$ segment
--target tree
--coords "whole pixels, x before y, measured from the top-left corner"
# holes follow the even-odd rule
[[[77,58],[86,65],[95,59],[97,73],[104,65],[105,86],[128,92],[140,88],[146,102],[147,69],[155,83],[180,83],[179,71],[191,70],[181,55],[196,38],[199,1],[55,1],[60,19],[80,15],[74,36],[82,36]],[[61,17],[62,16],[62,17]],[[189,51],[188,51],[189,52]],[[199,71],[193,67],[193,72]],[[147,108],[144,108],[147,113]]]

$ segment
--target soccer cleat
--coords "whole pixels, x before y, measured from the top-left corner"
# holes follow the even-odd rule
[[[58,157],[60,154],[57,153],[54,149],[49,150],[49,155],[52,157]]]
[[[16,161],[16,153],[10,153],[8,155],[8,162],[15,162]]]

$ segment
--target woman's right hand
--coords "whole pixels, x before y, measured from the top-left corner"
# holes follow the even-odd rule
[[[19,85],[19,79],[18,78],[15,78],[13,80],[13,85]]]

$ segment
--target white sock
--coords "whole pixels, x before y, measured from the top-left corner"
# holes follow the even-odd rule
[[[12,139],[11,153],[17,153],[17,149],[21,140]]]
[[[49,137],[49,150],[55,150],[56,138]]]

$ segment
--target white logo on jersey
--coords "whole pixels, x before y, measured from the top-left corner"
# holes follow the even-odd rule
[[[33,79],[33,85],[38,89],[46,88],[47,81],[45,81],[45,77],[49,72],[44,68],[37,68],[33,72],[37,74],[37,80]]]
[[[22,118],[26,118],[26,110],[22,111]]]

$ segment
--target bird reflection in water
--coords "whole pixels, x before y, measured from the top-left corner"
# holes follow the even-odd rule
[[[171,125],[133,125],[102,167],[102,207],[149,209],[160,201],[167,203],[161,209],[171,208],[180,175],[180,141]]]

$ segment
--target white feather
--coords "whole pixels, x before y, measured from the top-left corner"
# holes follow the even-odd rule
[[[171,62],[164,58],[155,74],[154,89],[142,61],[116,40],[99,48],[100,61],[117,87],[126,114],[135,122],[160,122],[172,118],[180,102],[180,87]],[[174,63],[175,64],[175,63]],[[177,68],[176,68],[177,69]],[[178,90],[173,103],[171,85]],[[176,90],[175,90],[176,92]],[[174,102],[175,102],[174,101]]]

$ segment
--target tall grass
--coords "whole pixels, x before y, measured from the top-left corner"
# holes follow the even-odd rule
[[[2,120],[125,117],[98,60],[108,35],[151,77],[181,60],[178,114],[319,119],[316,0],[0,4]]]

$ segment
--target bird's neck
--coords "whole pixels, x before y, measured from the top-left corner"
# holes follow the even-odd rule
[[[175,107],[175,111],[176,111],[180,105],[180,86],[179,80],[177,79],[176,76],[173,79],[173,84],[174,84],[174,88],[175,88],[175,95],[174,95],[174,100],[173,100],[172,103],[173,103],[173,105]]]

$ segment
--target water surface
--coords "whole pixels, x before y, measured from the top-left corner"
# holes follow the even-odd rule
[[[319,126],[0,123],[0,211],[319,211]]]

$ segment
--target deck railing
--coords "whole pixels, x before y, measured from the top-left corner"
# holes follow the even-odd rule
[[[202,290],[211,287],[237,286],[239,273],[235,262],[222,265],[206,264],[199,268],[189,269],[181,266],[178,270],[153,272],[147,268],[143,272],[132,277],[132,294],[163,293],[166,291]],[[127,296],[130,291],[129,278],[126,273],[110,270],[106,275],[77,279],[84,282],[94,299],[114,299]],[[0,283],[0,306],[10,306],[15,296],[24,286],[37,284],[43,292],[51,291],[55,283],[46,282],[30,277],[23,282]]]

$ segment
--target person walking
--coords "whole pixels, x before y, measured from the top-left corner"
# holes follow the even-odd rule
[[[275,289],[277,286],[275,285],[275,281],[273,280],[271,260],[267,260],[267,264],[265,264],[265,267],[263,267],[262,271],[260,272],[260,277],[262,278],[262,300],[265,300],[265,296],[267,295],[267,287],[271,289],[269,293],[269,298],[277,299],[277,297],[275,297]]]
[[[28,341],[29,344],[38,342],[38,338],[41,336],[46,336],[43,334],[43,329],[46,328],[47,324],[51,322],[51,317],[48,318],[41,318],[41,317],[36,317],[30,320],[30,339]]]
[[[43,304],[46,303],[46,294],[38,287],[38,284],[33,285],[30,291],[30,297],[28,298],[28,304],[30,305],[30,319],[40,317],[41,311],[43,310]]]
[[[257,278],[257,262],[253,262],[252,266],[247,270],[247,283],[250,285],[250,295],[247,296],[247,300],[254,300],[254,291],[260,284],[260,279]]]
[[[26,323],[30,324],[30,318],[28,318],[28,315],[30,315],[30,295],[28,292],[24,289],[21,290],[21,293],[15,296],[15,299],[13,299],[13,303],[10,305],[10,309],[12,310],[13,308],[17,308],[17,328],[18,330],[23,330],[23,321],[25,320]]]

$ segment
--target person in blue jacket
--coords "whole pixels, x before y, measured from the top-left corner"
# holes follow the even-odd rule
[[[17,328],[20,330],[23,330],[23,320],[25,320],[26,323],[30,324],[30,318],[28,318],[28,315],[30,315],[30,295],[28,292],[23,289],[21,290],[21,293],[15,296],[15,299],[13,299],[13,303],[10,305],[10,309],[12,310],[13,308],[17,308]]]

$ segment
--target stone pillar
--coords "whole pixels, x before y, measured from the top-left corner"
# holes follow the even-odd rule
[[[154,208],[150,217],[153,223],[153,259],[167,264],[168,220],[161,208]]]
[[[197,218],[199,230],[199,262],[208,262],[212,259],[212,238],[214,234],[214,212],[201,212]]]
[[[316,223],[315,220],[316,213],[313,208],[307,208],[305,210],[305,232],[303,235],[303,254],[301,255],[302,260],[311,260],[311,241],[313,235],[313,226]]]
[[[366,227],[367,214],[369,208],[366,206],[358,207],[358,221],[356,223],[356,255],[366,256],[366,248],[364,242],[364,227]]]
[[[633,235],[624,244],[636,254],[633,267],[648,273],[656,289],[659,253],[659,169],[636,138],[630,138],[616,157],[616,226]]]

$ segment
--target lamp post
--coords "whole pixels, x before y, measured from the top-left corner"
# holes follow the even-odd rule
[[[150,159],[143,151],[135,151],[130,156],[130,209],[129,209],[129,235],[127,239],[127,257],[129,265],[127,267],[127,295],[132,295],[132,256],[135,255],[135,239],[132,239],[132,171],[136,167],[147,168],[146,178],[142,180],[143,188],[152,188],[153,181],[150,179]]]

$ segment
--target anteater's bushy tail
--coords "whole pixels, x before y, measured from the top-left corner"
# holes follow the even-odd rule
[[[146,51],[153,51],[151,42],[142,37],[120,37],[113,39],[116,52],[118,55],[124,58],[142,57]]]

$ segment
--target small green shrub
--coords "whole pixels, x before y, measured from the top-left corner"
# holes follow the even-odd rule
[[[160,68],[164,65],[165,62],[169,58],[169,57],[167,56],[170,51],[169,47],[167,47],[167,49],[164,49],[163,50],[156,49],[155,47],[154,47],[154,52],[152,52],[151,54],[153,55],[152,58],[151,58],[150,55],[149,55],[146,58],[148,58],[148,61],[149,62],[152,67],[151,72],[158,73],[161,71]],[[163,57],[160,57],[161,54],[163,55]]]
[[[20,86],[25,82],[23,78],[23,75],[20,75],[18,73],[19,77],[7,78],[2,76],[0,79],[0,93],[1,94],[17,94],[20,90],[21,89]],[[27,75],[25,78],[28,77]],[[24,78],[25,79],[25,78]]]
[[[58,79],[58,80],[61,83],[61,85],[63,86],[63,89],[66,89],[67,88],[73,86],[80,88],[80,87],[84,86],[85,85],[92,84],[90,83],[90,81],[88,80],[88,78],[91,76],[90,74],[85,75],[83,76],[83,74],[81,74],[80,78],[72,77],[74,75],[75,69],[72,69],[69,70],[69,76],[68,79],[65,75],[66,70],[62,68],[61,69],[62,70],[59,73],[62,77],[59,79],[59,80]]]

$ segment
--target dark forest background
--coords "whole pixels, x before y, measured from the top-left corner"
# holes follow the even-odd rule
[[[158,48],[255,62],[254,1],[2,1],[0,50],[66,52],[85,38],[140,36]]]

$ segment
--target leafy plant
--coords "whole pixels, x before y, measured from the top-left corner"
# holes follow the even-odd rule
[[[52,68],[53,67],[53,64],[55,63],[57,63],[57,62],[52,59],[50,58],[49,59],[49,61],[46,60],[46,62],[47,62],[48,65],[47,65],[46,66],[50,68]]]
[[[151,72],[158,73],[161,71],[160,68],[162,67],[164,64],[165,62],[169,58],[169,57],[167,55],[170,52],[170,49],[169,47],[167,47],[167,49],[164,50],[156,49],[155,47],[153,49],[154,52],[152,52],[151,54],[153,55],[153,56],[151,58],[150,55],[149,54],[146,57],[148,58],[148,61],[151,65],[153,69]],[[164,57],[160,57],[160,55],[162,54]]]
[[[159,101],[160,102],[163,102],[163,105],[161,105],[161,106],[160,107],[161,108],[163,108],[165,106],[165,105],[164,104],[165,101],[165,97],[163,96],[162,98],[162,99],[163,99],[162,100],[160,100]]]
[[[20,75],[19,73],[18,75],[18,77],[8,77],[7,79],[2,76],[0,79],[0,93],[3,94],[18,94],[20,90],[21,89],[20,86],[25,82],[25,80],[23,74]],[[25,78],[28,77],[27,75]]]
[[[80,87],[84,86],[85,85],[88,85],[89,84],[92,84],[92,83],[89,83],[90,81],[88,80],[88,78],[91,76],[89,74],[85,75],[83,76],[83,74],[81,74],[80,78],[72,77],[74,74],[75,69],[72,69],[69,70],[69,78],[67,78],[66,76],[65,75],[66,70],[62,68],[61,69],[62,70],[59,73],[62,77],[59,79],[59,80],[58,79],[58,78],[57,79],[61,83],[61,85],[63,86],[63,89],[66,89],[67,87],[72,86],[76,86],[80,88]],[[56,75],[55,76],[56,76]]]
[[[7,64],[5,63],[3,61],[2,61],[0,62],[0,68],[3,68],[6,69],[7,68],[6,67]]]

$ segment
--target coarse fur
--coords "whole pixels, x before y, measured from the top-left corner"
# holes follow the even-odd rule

### Exercise directions:
Count the lines in the listing above that contain the string "bird". Reply with the number alone.

### The answer:
2